## EXERCISE BRIEF
Your job is to report every line of the entries that has "mask".

## EXTRACTED MATERIAL
╭──
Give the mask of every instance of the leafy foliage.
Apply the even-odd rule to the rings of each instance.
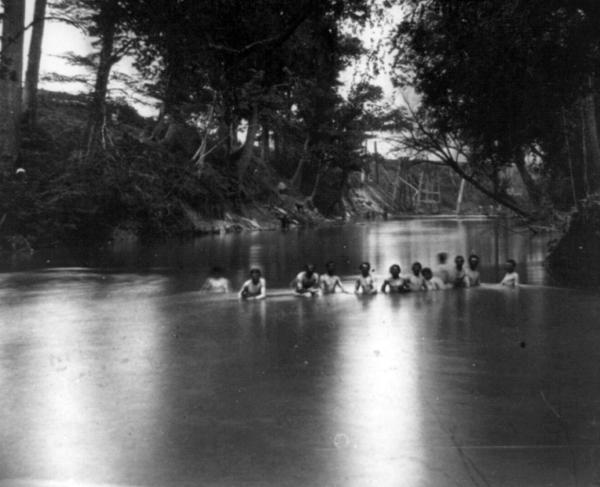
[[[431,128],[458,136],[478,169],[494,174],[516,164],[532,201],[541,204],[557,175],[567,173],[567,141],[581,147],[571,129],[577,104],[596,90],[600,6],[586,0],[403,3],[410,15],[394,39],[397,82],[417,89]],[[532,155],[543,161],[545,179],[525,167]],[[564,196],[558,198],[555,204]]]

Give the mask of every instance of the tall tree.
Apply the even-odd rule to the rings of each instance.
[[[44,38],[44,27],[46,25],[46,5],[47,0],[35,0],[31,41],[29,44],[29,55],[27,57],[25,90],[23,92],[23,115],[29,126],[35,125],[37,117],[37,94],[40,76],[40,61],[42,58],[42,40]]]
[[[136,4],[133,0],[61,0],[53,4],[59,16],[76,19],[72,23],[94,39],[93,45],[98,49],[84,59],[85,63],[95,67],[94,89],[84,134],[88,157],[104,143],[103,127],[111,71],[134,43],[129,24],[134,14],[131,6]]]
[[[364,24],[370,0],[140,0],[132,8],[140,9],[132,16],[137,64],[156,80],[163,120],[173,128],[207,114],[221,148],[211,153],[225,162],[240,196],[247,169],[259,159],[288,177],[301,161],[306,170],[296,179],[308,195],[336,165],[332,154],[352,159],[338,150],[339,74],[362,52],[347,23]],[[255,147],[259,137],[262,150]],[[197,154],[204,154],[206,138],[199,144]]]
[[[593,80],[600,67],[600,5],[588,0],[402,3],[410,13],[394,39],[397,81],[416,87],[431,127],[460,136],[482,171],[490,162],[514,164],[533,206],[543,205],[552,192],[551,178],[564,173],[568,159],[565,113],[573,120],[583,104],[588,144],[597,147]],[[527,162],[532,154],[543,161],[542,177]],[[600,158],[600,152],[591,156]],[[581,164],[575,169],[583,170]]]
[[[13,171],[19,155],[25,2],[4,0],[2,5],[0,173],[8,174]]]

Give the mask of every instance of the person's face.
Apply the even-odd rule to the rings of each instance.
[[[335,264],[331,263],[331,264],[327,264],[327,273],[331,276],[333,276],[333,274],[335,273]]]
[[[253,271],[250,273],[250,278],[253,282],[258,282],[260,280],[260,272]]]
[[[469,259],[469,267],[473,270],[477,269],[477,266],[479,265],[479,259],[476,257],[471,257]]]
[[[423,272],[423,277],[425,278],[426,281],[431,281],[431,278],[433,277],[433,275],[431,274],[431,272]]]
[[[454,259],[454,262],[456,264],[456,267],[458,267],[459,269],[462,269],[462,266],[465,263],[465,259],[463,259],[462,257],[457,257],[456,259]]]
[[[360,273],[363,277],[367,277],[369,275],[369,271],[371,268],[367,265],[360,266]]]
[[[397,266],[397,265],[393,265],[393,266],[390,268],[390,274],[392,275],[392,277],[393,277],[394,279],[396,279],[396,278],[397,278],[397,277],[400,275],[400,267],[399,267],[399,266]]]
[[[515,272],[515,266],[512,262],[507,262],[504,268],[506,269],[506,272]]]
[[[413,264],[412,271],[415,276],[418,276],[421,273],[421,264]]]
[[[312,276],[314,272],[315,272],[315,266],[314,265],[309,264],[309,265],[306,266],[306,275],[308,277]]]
╰──
╭──
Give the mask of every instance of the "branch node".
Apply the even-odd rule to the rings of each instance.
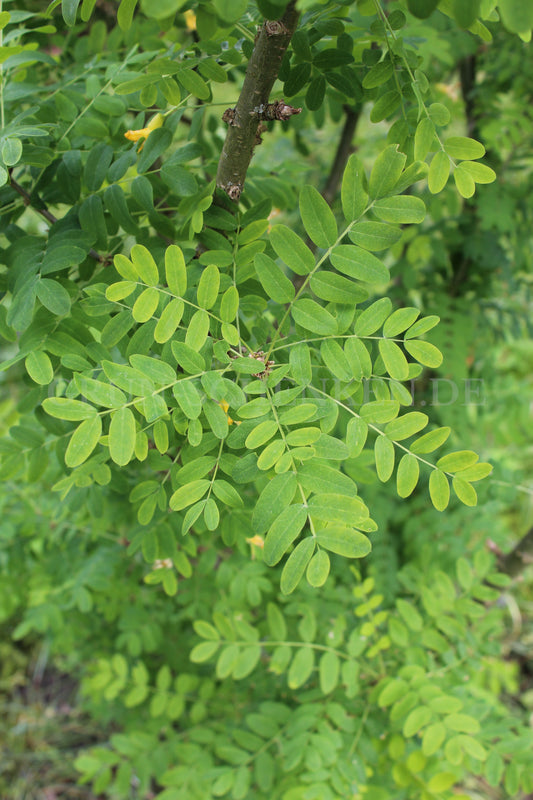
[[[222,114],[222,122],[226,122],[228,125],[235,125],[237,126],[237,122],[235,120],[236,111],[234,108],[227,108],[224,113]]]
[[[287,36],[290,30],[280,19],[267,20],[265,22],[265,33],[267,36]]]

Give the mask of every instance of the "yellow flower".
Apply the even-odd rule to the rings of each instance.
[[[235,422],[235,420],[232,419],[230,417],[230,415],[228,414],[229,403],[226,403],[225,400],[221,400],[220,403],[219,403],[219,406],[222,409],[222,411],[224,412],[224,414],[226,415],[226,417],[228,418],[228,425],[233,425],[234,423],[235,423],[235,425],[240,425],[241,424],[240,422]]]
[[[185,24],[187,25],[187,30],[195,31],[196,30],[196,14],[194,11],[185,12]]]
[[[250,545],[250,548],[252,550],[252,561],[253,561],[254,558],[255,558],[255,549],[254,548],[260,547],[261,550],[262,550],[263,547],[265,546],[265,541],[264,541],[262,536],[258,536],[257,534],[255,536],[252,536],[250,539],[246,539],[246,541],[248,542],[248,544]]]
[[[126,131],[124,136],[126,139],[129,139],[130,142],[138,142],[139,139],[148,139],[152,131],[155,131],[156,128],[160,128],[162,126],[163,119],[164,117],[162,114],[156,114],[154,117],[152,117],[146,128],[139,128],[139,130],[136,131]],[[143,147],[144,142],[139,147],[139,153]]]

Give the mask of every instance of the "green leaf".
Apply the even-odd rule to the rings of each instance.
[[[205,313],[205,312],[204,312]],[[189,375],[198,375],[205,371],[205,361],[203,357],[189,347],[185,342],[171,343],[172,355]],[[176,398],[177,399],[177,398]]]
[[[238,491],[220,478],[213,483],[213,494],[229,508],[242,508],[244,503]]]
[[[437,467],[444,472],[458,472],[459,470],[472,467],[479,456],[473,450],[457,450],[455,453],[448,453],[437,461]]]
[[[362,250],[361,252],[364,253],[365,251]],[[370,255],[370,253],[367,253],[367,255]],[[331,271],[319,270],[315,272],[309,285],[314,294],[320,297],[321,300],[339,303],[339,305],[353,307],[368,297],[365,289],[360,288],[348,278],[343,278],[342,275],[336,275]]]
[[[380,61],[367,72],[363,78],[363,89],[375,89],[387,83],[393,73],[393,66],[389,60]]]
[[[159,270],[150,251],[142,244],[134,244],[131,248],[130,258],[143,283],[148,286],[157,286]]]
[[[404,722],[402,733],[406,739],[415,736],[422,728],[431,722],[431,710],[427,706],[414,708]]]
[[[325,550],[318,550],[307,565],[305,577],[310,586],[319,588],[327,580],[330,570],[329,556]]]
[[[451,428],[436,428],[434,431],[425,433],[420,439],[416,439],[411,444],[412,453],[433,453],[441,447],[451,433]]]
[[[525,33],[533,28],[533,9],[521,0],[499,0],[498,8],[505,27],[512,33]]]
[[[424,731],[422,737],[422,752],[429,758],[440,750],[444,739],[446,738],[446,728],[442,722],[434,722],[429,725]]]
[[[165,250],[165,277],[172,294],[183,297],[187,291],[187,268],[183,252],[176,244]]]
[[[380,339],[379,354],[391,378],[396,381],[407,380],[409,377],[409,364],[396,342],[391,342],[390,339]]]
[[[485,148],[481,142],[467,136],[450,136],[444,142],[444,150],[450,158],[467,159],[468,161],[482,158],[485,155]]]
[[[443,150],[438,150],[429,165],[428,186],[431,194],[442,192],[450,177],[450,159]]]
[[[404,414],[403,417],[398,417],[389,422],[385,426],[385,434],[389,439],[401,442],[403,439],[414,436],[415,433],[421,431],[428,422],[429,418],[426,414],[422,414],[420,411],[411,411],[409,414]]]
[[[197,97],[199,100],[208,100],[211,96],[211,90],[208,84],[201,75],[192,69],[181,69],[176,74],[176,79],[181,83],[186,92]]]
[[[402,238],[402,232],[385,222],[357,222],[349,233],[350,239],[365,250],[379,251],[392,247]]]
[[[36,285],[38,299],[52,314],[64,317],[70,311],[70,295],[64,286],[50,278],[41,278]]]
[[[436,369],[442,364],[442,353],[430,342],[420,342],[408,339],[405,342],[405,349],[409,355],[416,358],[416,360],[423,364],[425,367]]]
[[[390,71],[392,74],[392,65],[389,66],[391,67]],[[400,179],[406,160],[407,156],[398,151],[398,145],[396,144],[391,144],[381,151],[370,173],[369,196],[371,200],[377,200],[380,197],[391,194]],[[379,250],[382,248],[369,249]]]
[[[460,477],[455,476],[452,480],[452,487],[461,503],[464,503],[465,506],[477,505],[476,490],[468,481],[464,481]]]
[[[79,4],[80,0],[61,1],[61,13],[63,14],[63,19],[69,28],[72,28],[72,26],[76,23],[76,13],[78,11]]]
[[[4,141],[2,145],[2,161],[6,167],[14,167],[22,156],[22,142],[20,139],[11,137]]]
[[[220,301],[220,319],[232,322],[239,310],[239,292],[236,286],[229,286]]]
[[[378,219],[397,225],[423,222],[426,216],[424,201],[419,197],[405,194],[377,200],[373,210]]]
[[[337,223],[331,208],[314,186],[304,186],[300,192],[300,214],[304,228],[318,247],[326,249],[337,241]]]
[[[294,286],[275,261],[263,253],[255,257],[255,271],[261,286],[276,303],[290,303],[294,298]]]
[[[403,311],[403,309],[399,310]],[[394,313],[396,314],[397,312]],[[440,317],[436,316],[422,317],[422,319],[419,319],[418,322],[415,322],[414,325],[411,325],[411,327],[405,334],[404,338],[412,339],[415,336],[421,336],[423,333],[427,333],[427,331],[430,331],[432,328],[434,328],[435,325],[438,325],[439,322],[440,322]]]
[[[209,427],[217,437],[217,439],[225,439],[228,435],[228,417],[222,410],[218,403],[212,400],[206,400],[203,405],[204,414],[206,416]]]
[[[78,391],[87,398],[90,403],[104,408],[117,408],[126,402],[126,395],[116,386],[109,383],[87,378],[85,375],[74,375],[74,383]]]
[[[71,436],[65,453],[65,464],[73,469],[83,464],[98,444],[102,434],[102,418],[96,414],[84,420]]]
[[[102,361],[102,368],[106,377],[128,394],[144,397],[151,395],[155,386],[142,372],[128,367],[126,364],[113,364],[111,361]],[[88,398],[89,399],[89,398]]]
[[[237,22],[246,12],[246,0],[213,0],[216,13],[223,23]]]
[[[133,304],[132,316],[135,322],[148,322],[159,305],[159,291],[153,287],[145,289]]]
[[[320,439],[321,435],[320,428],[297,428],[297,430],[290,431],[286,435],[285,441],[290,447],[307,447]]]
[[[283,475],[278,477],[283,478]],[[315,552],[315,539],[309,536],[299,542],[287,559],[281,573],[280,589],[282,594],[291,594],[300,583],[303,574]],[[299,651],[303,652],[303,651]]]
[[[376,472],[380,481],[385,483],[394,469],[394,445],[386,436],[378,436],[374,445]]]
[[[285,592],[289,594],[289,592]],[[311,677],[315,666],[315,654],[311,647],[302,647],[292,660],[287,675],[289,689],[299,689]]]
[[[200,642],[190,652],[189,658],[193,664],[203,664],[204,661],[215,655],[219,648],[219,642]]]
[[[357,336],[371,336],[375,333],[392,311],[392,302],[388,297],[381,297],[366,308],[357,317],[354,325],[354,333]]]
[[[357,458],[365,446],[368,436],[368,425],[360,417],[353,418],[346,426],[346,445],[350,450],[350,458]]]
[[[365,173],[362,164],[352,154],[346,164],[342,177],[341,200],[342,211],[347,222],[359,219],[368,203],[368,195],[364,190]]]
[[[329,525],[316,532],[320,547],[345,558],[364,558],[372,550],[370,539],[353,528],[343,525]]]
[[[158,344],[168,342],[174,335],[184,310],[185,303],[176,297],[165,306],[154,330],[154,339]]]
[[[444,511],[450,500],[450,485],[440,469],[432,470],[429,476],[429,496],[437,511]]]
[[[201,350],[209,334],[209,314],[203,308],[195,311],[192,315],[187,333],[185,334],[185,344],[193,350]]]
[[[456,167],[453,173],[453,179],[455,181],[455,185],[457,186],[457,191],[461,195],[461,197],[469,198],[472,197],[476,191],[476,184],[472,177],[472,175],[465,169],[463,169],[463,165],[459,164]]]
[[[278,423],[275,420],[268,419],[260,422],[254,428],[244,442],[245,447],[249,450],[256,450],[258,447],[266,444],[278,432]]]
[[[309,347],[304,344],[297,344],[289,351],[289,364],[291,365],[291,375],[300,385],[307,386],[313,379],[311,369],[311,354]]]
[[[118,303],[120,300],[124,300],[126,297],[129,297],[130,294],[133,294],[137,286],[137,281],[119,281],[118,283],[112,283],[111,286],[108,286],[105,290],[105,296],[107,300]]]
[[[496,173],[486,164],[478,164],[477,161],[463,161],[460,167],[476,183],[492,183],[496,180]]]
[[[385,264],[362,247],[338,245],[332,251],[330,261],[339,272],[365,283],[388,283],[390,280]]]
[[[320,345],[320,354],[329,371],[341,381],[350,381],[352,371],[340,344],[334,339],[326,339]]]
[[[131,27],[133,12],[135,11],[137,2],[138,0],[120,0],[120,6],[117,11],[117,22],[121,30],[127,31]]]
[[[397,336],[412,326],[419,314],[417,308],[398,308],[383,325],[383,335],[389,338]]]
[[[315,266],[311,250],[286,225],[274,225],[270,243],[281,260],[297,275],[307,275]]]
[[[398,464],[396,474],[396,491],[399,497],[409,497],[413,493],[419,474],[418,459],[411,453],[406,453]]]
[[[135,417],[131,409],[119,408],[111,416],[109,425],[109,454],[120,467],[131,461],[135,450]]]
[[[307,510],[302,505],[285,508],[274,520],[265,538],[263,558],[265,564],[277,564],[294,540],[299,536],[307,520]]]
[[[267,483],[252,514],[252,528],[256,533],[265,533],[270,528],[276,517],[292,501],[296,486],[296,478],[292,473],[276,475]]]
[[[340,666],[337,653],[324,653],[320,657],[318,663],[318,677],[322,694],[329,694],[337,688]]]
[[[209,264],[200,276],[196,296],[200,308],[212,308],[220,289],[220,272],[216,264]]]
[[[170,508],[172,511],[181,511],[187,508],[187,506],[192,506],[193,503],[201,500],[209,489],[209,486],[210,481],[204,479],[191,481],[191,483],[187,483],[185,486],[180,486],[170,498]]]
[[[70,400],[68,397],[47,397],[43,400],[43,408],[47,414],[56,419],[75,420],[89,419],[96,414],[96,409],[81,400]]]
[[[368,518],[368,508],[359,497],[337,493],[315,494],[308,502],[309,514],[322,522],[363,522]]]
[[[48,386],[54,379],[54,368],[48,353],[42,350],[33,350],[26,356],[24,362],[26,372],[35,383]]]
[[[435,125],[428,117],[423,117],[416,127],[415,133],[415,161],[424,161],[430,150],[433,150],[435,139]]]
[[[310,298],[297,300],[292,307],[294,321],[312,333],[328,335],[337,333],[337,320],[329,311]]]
╰──
╭──
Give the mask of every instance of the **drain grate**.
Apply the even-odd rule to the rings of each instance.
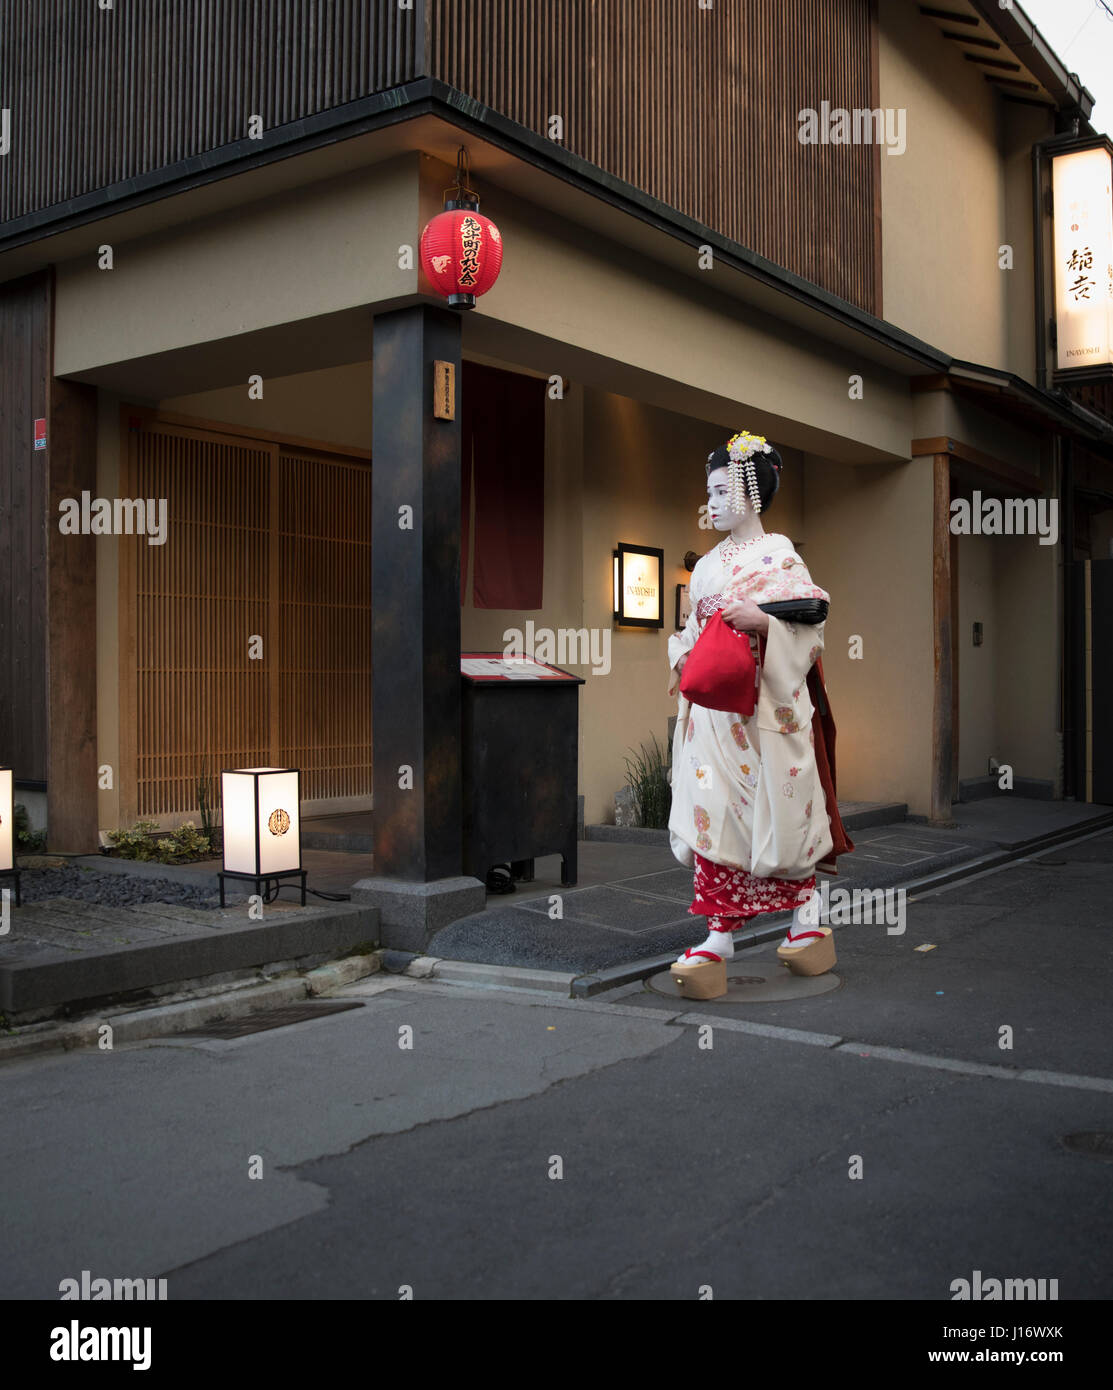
╰──
## ANSWER TO THIS PROBLEM
Give the mask of every instance of the leafy foliage.
Give the mask of every instance of the tall tree.
Give the mask of every instance of the person's face.
Give the mask of every instance of the "branch node".
Give the mask of every instance of the "yellow flower".
Give the mask of every instance of the "green leaf".
Give the mask of every instance of the **drain grate**.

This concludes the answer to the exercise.